In light of the recent suspensions of Alec Ogletree and Bacarri Rambo, reportedly for failing drug tests, I need to add a third closet in which athletic administrators are forced to reside: recreational drug use by players. Shockingly enough, college football players have active social lives. With the pressure of being high-profile athletes, they have more of a need to blow off steam than most students. They also tend to be popular, which leads to plenty of opportunities. These athletes live in a social environment where marijuana use is common and accepted, at least at most schools with major football programs. As a result, many college football players smoke weed. I am stating the obvious here.
So how does a college football program deal with the fact that a number of its players are likely to engage in an activity that is technically illegal, but that is also well within social norms on college campuses? My guess is that most schools deal with the issue by employing drug testing programs that are loosely enforced. Maybe testing is infrequent. Maybe the players can figure out when the tests are going to take place. Maybe the sanctions for violations are lenient, especially for first- and second-time offenders. Most college coaches would not want their players to be regular users, but the occasional off-season joint is not going to be the difference between catching a touchdown pass in October or dropping the ball.

• [Given material]:
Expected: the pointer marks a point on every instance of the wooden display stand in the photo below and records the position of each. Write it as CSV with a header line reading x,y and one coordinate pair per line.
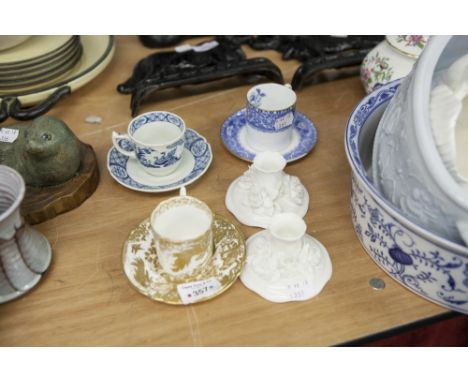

• [Given exercise A]: Reproduce everything in the passage on college football drug use from "In light of" down to "the obvious here.".
• [Given exercise B]: In the passage on college football drug use, which two players' suspensions are mentioned?

• [Full answer A]:
In light of the recent suspensions of Alec Ogletree and Bacarri Rambo, reportedly for failing drug tests, I need to add a third closet in which athletic administrators are forced to reside: recreational drug use by players. Shockingly enough, college football players have active social lives. With the pressure of being high-profile athletes, they have more of a need to blow off steam than most students. They also tend to be popular, which leads to plenty of opportunities. These athletes live in a social environment where marijuana use is common and accepted, at least at most schools with major football programs. As a result, many college football players smoke weed. I am stating the obvious here.

• [Full answer B]: Alec Ogletree and Bacarri Rambo.